### Task to carry out
Rewrite everything from the line containing "Check this image for any stainless steel coffee" down to the last of the lines, putting "brushed steel" wherever "stainless steel" appears and changing nothing else.

* BEGIN Dataset records *

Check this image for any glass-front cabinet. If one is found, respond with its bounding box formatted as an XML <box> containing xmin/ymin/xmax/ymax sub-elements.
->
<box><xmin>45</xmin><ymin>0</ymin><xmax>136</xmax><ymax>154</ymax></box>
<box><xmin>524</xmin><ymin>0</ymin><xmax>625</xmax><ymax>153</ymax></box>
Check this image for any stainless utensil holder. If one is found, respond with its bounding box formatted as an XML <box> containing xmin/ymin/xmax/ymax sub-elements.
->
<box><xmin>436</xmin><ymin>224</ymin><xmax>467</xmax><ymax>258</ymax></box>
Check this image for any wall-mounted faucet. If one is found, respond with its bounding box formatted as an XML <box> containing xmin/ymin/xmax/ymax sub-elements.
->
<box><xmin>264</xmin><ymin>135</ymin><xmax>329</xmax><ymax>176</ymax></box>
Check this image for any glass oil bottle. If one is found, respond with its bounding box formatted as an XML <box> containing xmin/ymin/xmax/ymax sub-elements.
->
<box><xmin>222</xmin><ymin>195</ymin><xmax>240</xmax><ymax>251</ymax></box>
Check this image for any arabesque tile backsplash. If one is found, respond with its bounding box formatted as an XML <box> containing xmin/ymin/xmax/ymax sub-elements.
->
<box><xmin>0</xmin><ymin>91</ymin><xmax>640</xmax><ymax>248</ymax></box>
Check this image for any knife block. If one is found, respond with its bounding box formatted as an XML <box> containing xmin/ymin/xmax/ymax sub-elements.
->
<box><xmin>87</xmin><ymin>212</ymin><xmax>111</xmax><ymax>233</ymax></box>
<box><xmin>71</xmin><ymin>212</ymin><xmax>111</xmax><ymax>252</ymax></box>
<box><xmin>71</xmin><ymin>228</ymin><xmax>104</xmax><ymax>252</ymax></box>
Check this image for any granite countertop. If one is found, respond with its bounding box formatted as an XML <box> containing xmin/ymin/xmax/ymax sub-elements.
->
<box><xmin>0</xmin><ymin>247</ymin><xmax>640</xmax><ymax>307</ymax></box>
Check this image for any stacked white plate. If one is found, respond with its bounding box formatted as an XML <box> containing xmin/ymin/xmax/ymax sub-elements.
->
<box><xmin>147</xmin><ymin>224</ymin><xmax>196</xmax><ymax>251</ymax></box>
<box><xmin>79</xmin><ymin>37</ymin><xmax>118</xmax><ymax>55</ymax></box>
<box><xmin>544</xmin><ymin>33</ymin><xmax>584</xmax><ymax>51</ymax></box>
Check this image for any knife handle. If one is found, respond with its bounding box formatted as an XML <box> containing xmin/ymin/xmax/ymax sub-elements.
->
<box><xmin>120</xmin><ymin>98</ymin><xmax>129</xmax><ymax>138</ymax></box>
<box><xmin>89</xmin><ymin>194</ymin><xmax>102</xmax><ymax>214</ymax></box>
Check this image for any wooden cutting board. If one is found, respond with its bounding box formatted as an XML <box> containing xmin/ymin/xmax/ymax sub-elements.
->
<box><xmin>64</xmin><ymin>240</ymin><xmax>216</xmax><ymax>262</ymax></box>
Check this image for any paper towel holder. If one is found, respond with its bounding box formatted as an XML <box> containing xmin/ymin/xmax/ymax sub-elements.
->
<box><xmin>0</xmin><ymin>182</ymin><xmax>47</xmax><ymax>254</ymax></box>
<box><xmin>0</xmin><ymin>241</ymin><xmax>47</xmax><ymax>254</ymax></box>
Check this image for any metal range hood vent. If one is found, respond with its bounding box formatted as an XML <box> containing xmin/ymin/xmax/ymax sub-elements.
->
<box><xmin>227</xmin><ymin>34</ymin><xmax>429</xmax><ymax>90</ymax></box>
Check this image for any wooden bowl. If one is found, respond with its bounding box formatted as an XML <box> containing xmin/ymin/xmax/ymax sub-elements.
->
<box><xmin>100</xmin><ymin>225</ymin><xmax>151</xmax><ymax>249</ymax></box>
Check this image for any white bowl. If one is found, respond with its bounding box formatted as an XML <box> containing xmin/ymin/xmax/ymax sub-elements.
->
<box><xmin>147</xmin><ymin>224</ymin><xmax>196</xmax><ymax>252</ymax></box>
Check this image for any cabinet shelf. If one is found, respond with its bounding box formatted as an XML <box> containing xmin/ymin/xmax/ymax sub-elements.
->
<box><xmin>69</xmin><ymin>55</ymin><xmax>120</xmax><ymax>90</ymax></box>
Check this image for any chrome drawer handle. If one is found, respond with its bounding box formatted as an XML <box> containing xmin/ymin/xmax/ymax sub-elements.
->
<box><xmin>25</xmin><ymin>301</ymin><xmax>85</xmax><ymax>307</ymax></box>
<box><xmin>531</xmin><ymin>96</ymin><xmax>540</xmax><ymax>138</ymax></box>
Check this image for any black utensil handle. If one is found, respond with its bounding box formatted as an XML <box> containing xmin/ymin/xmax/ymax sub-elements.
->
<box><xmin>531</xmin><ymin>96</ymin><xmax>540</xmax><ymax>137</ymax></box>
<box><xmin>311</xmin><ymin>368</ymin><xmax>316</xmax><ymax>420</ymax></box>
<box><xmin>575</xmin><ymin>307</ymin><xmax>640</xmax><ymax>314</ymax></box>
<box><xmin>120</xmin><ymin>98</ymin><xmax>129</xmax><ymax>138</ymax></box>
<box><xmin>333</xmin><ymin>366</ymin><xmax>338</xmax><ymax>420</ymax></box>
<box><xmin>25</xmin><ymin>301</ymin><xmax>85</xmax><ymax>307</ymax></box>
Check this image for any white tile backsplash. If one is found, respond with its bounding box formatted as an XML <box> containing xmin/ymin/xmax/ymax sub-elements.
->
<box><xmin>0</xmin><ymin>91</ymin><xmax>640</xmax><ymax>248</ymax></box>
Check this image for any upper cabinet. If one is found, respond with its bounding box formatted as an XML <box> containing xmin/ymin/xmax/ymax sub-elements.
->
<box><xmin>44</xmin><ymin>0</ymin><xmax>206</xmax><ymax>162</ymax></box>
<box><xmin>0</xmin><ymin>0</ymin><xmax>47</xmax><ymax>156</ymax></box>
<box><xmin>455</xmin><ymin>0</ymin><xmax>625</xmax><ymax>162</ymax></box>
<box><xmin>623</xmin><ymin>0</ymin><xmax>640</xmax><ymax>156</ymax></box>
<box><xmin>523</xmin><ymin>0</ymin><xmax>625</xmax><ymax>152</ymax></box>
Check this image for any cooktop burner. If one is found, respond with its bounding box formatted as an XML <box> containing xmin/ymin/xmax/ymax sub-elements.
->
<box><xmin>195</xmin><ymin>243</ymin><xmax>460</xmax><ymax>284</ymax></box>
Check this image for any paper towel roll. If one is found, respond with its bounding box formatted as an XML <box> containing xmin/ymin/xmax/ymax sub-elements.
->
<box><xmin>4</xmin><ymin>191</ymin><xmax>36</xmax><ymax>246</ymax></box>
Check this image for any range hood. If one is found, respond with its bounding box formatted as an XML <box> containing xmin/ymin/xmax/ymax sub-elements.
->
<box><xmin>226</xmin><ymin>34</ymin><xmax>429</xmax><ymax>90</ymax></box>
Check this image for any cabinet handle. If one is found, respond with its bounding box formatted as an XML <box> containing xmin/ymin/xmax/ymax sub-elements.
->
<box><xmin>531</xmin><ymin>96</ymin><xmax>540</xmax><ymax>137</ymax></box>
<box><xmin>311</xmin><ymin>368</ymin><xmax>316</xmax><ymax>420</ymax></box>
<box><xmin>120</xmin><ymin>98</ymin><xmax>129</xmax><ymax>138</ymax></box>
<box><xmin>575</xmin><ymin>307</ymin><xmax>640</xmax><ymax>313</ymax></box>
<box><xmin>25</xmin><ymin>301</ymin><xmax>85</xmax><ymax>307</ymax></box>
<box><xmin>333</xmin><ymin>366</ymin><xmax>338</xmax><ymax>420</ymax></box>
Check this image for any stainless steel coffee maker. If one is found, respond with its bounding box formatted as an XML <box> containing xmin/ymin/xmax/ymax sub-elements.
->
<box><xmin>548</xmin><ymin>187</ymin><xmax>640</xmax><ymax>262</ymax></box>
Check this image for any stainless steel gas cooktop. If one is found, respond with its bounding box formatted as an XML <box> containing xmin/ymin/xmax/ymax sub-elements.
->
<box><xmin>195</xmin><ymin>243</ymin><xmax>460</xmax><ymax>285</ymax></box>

* END Dataset records *

### Finished answer
Check this image for any brushed steel coffee maker. If one is found, respond with its bounding box formatted as an XML <box> containing xmin/ymin/xmax/ymax sub-elements.
->
<box><xmin>548</xmin><ymin>187</ymin><xmax>640</xmax><ymax>262</ymax></box>
Check this image for any brushed steel gas cooktop. If one is found, respond with its bounding box formatted as an XML <box> containing xmin/ymin/xmax/ymax sub-elements.
->
<box><xmin>195</xmin><ymin>243</ymin><xmax>460</xmax><ymax>285</ymax></box>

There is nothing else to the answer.